*EXERCISE DETAILS*. Please gather and copy out every line in the entries below that contains the word "chopstick".

┄┄┄┄┄┄

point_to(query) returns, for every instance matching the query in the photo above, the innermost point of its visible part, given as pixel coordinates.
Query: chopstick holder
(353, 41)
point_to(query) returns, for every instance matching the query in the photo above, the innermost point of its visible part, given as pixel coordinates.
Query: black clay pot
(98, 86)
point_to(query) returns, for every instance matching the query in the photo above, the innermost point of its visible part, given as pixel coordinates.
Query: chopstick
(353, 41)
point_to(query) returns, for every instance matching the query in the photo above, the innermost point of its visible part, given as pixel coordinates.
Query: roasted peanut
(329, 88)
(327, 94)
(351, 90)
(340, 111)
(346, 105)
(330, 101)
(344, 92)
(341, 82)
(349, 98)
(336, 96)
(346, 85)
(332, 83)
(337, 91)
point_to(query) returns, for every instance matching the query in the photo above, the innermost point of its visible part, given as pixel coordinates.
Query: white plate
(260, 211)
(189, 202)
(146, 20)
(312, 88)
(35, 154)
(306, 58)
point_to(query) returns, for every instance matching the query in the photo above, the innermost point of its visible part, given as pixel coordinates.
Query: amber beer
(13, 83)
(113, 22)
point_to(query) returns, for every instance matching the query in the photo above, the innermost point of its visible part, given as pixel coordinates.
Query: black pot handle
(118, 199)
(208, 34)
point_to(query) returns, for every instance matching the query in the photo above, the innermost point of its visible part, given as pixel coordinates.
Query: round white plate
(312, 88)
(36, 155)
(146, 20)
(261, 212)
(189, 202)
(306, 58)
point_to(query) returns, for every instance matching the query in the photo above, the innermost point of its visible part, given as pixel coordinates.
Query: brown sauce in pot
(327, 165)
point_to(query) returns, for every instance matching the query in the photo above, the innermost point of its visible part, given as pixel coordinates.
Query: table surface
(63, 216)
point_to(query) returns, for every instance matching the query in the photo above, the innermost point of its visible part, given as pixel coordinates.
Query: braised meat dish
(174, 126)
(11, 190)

┄┄┄┄┄┄

*ANSWER FOR THE TASK*.
Query: chopstick holder
Query: chopstick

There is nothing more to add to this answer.